● **SHORT TASK**:
Repeat exactly the lines from the one containing "the woman's bare" through the last line of the records below, both included, and nothing else.

** begin EXERCISE INPUTS **

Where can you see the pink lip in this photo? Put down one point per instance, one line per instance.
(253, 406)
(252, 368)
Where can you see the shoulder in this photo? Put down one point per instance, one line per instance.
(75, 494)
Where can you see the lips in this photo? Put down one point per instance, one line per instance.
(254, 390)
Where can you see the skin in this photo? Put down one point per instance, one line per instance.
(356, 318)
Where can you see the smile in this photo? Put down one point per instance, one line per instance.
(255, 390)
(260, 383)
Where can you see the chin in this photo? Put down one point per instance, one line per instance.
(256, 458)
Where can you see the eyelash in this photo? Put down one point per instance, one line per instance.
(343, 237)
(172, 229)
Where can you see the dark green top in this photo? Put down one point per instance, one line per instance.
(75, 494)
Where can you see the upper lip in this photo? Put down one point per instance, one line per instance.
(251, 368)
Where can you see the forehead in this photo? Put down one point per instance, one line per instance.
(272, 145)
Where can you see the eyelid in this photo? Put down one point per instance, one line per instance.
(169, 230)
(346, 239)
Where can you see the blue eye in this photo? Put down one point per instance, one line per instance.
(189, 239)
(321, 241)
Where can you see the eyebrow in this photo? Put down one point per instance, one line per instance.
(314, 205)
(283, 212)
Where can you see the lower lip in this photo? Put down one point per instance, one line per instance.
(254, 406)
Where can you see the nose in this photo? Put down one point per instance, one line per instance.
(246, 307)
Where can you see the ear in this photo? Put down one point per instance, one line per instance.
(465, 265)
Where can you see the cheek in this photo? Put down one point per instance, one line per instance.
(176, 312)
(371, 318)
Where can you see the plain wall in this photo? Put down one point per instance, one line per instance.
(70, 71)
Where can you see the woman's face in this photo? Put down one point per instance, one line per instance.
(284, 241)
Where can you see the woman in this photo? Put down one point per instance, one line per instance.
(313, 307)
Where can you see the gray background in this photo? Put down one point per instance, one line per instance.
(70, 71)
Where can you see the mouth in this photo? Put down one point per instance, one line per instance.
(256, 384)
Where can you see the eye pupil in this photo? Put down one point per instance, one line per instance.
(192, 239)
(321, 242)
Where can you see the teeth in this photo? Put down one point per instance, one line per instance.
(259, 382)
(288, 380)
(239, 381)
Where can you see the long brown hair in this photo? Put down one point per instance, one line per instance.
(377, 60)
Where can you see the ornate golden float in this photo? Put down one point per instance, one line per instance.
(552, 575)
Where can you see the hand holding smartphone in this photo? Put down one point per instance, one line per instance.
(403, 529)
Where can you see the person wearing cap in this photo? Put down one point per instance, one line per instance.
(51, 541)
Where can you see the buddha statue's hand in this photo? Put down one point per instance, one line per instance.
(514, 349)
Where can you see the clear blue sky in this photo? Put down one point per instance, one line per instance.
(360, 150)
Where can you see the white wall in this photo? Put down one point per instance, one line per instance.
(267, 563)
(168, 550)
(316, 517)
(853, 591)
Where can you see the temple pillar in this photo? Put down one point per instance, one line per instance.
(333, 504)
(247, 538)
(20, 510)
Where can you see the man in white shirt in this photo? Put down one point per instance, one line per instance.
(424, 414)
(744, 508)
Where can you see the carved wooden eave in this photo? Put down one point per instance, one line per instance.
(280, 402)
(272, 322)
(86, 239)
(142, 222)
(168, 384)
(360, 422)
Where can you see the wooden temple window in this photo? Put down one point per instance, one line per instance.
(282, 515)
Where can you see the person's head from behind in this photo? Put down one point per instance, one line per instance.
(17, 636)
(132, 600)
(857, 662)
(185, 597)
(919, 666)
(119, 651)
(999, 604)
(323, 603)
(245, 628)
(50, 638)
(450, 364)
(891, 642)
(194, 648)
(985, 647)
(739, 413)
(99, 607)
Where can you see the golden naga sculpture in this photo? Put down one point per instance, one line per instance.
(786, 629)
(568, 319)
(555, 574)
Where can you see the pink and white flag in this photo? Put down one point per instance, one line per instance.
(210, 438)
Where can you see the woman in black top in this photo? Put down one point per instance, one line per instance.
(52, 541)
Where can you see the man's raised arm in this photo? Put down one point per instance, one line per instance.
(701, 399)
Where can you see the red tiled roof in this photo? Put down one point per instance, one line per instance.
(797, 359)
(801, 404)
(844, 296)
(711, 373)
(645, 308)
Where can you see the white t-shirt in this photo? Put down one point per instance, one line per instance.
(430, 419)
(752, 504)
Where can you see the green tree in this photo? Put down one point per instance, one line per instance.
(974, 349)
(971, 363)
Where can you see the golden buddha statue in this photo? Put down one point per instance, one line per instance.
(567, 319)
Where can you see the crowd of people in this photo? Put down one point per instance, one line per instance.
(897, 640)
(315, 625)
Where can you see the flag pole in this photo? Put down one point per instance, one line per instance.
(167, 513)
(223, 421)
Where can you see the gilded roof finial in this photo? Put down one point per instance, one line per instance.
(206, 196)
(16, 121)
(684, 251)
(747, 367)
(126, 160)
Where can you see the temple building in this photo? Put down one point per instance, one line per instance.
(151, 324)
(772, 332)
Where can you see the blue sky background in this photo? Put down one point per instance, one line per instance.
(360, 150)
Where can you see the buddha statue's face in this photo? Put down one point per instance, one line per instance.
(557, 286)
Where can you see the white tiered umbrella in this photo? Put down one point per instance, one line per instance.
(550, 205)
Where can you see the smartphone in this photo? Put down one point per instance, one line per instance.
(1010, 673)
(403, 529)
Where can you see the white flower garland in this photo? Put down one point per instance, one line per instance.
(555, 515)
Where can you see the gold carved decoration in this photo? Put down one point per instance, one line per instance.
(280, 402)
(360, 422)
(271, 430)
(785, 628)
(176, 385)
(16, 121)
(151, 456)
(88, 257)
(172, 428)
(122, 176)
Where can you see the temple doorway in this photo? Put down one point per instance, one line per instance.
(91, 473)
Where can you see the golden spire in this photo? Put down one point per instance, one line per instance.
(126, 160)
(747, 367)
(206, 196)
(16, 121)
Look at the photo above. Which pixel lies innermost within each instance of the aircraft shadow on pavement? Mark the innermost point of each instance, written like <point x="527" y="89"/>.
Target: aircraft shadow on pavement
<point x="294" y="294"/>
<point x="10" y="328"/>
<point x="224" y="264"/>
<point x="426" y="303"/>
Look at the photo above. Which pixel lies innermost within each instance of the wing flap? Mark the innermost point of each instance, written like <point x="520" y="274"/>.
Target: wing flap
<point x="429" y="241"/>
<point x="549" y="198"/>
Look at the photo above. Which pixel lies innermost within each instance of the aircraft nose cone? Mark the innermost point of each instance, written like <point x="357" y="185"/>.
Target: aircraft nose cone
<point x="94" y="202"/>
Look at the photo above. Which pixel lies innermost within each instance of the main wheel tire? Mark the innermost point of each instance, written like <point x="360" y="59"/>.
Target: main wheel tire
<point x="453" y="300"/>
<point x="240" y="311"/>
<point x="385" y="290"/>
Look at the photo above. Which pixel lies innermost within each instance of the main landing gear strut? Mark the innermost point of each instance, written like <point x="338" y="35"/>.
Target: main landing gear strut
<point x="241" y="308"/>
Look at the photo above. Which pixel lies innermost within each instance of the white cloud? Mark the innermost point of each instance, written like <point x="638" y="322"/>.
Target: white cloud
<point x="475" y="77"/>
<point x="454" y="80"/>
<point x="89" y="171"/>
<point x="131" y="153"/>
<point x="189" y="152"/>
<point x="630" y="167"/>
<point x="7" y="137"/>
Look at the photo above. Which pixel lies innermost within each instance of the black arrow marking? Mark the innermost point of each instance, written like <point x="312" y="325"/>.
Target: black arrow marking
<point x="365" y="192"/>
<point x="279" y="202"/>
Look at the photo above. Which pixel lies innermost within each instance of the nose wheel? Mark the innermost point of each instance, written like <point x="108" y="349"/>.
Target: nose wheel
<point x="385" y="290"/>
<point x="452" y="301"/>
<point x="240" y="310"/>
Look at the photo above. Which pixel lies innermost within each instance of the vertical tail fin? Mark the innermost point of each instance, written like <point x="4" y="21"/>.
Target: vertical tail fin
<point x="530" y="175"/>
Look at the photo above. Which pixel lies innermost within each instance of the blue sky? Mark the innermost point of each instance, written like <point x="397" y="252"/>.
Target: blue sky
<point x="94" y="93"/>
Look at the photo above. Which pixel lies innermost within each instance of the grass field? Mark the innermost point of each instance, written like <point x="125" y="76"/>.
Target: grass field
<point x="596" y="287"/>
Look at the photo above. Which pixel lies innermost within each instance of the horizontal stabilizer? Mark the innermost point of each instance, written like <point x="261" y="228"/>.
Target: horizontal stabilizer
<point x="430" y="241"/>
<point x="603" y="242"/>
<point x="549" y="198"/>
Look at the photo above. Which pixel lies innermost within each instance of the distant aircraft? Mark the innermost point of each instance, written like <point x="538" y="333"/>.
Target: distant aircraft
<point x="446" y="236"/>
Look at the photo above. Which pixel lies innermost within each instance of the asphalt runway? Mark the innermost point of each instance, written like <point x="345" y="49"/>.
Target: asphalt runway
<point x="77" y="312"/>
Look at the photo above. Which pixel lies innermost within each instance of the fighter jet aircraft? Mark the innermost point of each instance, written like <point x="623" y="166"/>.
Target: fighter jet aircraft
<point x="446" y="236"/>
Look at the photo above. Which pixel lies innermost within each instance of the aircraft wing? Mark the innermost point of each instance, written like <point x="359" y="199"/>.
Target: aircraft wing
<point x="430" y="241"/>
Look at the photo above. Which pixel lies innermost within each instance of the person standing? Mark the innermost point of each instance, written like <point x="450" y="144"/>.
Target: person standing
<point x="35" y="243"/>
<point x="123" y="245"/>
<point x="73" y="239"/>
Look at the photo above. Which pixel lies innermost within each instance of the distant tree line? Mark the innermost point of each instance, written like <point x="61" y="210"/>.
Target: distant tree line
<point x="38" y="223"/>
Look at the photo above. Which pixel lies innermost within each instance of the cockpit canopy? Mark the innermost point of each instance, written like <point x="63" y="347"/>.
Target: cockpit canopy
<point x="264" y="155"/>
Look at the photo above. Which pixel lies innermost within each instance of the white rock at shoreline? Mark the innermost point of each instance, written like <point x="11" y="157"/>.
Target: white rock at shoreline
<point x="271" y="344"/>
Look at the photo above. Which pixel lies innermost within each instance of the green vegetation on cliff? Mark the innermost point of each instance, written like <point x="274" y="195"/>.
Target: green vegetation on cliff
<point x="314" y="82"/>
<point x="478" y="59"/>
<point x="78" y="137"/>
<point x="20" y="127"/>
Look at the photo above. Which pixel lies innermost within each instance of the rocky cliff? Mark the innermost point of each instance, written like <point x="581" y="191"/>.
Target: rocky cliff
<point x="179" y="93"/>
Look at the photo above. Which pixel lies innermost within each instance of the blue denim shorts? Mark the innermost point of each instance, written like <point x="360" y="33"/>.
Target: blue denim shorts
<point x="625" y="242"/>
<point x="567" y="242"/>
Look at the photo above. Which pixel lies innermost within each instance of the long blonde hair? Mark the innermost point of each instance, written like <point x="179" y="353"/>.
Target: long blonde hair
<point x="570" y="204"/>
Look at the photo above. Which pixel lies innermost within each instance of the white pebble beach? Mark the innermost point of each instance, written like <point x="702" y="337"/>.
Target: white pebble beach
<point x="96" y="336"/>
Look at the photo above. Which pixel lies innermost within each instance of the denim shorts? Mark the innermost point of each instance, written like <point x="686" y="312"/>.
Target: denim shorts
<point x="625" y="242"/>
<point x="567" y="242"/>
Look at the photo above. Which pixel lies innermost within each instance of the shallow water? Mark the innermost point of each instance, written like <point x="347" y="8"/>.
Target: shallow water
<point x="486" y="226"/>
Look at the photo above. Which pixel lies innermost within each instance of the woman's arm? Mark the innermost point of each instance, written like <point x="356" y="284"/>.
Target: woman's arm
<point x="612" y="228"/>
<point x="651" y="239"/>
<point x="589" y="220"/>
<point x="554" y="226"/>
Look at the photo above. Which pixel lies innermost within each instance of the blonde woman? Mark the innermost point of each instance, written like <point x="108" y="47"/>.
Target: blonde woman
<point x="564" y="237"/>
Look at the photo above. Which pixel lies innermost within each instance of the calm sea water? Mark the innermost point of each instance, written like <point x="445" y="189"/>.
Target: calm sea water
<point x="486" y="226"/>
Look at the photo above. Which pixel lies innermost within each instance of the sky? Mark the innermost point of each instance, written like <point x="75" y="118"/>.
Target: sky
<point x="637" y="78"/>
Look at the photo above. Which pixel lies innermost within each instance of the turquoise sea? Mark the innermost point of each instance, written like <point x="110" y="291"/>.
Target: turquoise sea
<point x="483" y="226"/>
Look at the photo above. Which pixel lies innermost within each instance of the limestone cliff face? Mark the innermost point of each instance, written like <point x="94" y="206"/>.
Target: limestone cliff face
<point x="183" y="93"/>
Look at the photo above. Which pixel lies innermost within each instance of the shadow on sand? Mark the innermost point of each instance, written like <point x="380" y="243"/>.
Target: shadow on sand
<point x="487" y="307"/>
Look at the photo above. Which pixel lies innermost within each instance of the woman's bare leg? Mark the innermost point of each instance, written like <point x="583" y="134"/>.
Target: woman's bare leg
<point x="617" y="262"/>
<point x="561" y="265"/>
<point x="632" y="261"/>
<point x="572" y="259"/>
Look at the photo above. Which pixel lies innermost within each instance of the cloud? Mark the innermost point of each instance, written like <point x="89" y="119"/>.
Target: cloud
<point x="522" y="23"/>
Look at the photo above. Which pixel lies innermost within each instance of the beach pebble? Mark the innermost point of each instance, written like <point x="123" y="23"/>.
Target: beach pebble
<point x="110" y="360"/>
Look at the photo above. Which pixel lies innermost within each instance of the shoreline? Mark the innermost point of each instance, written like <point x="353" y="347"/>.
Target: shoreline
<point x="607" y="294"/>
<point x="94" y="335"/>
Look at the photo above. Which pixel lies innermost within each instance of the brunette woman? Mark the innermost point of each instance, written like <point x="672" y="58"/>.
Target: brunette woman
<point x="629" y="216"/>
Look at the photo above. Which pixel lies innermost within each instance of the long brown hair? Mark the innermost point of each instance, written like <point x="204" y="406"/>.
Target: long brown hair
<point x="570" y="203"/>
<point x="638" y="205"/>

** end EXERCISE INPUTS **

● **CORRECT ANSWER**:
Look at the photo above. Which pixel lies innermost within each instance of the woman's bare leg? Mark the innermost point of each instance, written like <point x="583" y="134"/>.
Target: woman's bare leg
<point x="617" y="262"/>
<point x="561" y="265"/>
<point x="632" y="261"/>
<point x="572" y="259"/>
Look at the photo above. Which pixel lies innermost within each instance of the cloud? Mark the innermost point of each instance, written like <point x="89" y="119"/>.
Target: cloud
<point x="522" y="23"/>
Look at the photo above. Which pixel lies innermost within each instance of the beach pebble? Mark the innermost point of each instance, written like <point x="123" y="23"/>.
Target: beach pebble
<point x="110" y="360"/>
Look at the photo above. Which pixel lies innermost within each instance of the shoreline? Mark the innermost point of each instance, written like <point x="353" y="347"/>.
Target: shoreline
<point x="607" y="294"/>
<point x="94" y="335"/>
Look at the photo above. Which pixel lies innermost within each instance of the brunette woman? Mark the innermost point of each instance, written like <point x="672" y="58"/>.
Target: brunette woman
<point x="629" y="216"/>
Look at the photo above. Which pixel lies innermost within each instance of the long brown hair? Mark the innermost point of each instance, written like <point x="204" y="406"/>.
Target: long brown hair
<point x="570" y="203"/>
<point x="638" y="205"/>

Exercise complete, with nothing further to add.